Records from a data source
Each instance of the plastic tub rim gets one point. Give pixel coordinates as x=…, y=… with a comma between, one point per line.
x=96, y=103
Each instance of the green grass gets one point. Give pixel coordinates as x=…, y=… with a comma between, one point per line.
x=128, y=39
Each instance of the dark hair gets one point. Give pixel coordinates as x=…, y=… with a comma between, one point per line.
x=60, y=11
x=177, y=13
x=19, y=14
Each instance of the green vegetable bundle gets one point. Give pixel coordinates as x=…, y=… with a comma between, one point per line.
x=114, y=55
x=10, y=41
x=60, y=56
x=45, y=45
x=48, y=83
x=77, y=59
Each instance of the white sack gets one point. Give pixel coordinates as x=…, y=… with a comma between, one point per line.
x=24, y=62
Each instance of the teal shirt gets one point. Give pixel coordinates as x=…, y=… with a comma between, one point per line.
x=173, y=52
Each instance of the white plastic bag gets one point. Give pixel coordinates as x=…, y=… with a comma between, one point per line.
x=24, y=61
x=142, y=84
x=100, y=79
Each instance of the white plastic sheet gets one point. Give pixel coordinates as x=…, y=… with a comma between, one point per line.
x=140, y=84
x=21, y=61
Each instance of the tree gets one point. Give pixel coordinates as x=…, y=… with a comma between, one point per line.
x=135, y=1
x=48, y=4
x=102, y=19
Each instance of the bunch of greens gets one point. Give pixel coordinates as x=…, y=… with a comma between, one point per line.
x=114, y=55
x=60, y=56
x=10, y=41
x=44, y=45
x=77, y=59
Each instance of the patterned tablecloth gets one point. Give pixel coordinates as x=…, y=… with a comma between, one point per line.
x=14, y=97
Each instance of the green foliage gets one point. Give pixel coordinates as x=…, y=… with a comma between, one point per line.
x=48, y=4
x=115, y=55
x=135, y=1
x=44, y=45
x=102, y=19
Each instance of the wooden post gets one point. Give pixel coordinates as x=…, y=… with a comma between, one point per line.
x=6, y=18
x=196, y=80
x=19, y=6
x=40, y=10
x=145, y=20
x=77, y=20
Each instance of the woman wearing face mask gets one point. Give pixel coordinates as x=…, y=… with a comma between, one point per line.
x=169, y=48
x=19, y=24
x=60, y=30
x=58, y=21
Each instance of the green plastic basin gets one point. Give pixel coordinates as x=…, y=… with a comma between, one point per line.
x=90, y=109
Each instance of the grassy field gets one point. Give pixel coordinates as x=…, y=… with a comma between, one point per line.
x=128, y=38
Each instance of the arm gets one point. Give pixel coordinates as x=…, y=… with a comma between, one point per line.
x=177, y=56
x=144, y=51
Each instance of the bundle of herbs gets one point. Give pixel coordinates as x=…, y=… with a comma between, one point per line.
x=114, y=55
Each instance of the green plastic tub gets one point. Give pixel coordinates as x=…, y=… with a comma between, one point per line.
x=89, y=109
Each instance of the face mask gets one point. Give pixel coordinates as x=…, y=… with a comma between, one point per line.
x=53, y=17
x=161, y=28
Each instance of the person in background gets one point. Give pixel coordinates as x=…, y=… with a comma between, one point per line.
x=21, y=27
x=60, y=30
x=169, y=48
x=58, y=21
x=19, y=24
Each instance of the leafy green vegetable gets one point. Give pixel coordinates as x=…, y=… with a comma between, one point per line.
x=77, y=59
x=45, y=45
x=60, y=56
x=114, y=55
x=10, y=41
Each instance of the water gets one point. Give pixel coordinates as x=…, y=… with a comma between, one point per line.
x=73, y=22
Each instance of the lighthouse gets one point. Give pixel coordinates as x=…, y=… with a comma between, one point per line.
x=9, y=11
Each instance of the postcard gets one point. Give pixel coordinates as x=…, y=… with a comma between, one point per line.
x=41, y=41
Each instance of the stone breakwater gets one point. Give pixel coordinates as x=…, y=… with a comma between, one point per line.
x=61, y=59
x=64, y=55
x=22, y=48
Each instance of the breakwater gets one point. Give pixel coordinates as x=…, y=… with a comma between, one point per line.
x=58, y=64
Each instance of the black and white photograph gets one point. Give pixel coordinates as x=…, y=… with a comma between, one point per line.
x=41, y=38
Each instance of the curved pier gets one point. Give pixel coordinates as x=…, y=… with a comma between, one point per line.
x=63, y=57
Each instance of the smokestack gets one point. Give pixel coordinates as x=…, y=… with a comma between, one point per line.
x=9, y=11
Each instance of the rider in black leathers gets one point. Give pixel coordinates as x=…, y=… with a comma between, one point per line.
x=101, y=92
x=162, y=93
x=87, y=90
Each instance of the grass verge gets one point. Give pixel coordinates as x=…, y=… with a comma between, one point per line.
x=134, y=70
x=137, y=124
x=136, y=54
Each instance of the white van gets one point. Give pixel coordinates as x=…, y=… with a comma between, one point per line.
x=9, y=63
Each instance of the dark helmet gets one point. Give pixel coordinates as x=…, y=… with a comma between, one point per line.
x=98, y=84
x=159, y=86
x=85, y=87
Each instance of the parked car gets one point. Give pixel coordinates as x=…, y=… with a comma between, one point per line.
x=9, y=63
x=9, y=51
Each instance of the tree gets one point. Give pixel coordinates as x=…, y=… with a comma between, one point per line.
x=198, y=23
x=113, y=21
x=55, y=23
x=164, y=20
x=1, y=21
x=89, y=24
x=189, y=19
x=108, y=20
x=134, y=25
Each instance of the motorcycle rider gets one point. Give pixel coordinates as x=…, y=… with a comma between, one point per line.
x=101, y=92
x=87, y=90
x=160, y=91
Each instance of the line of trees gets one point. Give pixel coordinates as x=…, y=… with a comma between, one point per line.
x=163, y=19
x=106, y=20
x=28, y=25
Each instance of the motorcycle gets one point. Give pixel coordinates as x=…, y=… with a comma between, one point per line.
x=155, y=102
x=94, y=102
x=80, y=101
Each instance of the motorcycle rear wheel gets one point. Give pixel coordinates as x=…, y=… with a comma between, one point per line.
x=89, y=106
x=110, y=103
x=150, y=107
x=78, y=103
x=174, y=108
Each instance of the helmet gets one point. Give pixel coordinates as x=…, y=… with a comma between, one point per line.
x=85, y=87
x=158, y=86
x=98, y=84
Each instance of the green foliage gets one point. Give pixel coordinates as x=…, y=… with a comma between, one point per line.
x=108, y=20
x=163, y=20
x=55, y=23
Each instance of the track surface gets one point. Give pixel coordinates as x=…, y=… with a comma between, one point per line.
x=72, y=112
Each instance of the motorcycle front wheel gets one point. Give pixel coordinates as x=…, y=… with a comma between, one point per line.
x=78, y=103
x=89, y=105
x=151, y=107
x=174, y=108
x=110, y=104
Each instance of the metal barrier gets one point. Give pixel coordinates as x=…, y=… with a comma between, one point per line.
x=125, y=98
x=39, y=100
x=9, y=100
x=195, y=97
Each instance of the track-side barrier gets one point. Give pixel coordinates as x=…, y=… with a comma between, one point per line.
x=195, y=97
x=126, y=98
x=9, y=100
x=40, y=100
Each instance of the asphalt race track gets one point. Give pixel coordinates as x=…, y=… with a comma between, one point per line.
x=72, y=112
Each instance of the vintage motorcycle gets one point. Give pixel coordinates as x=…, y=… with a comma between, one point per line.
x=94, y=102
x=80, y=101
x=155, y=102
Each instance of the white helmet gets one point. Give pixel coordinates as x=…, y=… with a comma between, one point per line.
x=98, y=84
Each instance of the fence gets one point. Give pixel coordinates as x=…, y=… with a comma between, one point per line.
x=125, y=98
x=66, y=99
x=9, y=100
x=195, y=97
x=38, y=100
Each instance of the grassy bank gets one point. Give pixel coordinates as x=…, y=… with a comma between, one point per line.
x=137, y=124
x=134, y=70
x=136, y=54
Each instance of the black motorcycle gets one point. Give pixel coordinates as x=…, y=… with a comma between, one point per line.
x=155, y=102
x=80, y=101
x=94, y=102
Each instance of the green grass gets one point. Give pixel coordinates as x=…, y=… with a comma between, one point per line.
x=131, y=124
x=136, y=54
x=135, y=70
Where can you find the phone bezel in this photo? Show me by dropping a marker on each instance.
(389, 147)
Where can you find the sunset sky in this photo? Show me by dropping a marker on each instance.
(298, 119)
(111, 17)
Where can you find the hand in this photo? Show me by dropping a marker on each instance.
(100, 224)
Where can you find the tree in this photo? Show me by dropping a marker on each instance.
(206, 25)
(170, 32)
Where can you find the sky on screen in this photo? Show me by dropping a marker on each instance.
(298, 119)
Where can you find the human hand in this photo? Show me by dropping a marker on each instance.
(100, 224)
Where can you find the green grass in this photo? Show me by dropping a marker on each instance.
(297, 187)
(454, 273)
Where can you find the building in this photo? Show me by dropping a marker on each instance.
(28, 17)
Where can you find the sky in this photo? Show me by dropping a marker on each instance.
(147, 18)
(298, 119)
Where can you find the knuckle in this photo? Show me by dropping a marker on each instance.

> What the exercise asks: What goes in the answer is the run of lines from the one holding "Where can you find the sunset" to the end of the entries, reproduced exactly and with nothing else.

> Your response:
Where can you find the sunset sky in this photo? Show me by dropping a marker on each instance.
(298, 119)
(111, 17)
Where can you find the hand in this photo? Show me by dropping a marker on each instance.
(100, 224)
Where can you find the tree in this photo? Show me by dropping a marker on each instance.
(206, 25)
(170, 32)
Where can you find the sky on screen in this photo? Show me by dropping a marker on each instance.
(298, 119)
Where can you find the human hand in this photo? Show me by dropping a marker on each instance.
(100, 224)
Where can you find the green grass in this photo? Show me by dropping a marker on each instance.
(297, 187)
(454, 273)
Where can you find the building in this photo? Show me by dropping a marker on each instance.
(28, 17)
Where can you find the sky in this photo? Show me by dropping a marker on each instance.
(147, 18)
(298, 119)
Where can you find the knuckle in this photo? Show me by dropping a marker on each instance.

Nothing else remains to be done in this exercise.